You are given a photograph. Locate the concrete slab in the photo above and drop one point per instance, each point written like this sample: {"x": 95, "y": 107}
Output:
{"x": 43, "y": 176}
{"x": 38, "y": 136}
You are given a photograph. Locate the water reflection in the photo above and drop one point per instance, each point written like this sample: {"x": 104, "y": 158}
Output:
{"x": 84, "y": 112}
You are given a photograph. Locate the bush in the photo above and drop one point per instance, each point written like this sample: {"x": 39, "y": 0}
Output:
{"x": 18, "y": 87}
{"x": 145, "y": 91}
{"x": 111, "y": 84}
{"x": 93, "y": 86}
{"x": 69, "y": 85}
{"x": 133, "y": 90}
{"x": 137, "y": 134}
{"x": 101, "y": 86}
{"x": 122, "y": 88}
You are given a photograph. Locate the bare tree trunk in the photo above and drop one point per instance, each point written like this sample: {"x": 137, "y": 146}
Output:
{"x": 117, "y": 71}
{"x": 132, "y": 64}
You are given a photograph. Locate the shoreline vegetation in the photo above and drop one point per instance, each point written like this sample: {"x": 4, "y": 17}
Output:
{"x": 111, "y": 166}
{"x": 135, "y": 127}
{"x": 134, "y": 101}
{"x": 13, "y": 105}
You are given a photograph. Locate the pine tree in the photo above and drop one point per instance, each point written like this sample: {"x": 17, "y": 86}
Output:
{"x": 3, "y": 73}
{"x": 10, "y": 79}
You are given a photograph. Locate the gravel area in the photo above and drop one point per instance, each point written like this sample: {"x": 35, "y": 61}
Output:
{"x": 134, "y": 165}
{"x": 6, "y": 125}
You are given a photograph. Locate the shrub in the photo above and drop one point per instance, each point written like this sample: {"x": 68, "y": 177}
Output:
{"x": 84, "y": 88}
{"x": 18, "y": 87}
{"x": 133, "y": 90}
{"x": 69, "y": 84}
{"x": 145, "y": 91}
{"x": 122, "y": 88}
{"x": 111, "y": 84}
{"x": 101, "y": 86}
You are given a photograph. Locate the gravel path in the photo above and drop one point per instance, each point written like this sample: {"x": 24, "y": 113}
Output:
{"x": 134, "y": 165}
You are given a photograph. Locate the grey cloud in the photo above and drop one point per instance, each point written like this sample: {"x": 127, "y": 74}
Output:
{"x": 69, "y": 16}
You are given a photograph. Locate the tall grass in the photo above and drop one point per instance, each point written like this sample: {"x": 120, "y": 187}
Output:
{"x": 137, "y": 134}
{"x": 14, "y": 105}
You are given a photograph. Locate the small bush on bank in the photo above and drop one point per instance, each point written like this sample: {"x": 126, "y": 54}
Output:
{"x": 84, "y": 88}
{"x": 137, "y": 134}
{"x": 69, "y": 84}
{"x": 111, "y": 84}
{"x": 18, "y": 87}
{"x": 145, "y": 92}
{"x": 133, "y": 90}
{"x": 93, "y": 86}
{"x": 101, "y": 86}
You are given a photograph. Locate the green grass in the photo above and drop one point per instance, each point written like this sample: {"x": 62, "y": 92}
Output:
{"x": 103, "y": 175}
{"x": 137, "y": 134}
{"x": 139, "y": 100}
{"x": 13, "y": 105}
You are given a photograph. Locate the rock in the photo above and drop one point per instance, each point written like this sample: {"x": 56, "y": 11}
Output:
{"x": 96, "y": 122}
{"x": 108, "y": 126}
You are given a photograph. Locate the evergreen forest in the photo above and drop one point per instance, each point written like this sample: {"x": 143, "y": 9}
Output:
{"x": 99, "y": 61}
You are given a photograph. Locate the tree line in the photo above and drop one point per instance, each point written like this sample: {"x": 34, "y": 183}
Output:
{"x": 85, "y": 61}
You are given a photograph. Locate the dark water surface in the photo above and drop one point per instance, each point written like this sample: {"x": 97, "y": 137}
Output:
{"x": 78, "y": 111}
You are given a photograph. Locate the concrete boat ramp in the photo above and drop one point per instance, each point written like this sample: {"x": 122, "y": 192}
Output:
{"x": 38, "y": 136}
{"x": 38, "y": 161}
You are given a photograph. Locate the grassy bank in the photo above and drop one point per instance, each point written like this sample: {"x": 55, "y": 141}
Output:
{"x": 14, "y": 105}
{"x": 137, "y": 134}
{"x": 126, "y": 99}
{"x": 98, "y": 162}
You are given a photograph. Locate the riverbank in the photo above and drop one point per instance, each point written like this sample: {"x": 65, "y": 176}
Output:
# # # #
__Written task__. Update every one of the entries above by changing "sample" to "template" wherever it occurs. Keep everything else as it is.

__Full response__.
You are given a photograph. Locate the concrete slab in the photo above and drop one point per instance, each point written like this template: {"x": 95, "y": 107}
Output:
{"x": 43, "y": 176}
{"x": 38, "y": 136}
You are given a photograph. Locate the water reflection in the photo above and drop one point per instance, each point written like this template: {"x": 104, "y": 158}
Output:
{"x": 84, "y": 112}
You are given a photograph. Locate the bush in the photo above and drop one point per instance, each point written like this template: {"x": 39, "y": 0}
Output:
{"x": 18, "y": 87}
{"x": 145, "y": 91}
{"x": 111, "y": 84}
{"x": 93, "y": 86}
{"x": 69, "y": 85}
{"x": 133, "y": 90}
{"x": 137, "y": 134}
{"x": 101, "y": 86}
{"x": 122, "y": 88}
You are given a photograph. Locate the bare tree trunk in the photo above and drop one point per instance, each point written like this template: {"x": 137, "y": 146}
Output:
{"x": 117, "y": 71}
{"x": 132, "y": 64}
You are given a photograph. Locate the shoreline vegetation in the photo above and drop one point per instance, each point written like this template: {"x": 4, "y": 17}
Output:
{"x": 111, "y": 166}
{"x": 135, "y": 127}
{"x": 134, "y": 101}
{"x": 13, "y": 105}
You are given a photograph. Locate the pine tree in the photo above and drop one point per instance, each point written like this template: {"x": 17, "y": 86}
Output:
{"x": 3, "y": 73}
{"x": 10, "y": 79}
You are given a photograph. Locate the gravel area in the photo above and drop one point per instance, each point written like this template: {"x": 35, "y": 61}
Output:
{"x": 134, "y": 165}
{"x": 6, "y": 125}
You are given a photograph. Locate the shrub in the photo above and drop one point per instance, each point written like this template: {"x": 68, "y": 177}
Output:
{"x": 84, "y": 88}
{"x": 18, "y": 87}
{"x": 133, "y": 90}
{"x": 69, "y": 84}
{"x": 145, "y": 91}
{"x": 122, "y": 88}
{"x": 111, "y": 84}
{"x": 101, "y": 86}
You are given a photograph. Locate the gravel path in the photo above and drop one point per instance, each point written like this template: {"x": 24, "y": 113}
Output:
{"x": 134, "y": 165}
You are given a photograph. Locate the grey cloud in the photo above and drop one point per instance, each point written like this template: {"x": 127, "y": 74}
Output:
{"x": 69, "y": 16}
You are given a photograph. Locate the tall grass in the photo above and drop one point per instance, each point written like this template: {"x": 120, "y": 187}
Output:
{"x": 137, "y": 134}
{"x": 14, "y": 105}
You are given a photograph. Locate the small bush on bank in the photo above and drop one point per instance, each point written like this template: {"x": 126, "y": 54}
Output:
{"x": 84, "y": 88}
{"x": 137, "y": 134}
{"x": 69, "y": 84}
{"x": 111, "y": 84}
{"x": 18, "y": 87}
{"x": 145, "y": 92}
{"x": 133, "y": 90}
{"x": 93, "y": 86}
{"x": 101, "y": 86}
You are given a photograph. Locate the green grass in the photo above and drop one point per instance, each point written like this template: {"x": 62, "y": 92}
Output:
{"x": 103, "y": 175}
{"x": 137, "y": 134}
{"x": 139, "y": 100}
{"x": 13, "y": 105}
You are given a photograph. Locate the rock in the photo above and drop one point per instance, each point written like this template: {"x": 56, "y": 11}
Output:
{"x": 96, "y": 122}
{"x": 108, "y": 126}
You are given a photograph. Locate the evergreen forest in the photo above and drop one point per instance, each point written like this template: {"x": 143, "y": 9}
Output:
{"x": 99, "y": 61}
You are given a photograph. Locate the tree line in the photo above and drop one point per instance, each point written like this template: {"x": 34, "y": 183}
Output:
{"x": 85, "y": 61}
You are given a photograph. Locate the dark water surface in the photo above and drop one point per instance, each point written like this template: {"x": 97, "y": 137}
Output:
{"x": 78, "y": 111}
You are given a photograph. Locate the concrete boat ramp in the photo above and drop one point per instance, each point written like this template: {"x": 122, "y": 192}
Output:
{"x": 38, "y": 136}
{"x": 38, "y": 161}
You are given a photograph. Locate the grassy bank in the photo above and drop one point per instance, each point written like this template: {"x": 55, "y": 141}
Output:
{"x": 14, "y": 105}
{"x": 137, "y": 134}
{"x": 126, "y": 99}
{"x": 98, "y": 162}
You are given a photograph. Locate the riverbank in the photo above and drop one point per instance, each point written like this template: {"x": 65, "y": 176}
Output:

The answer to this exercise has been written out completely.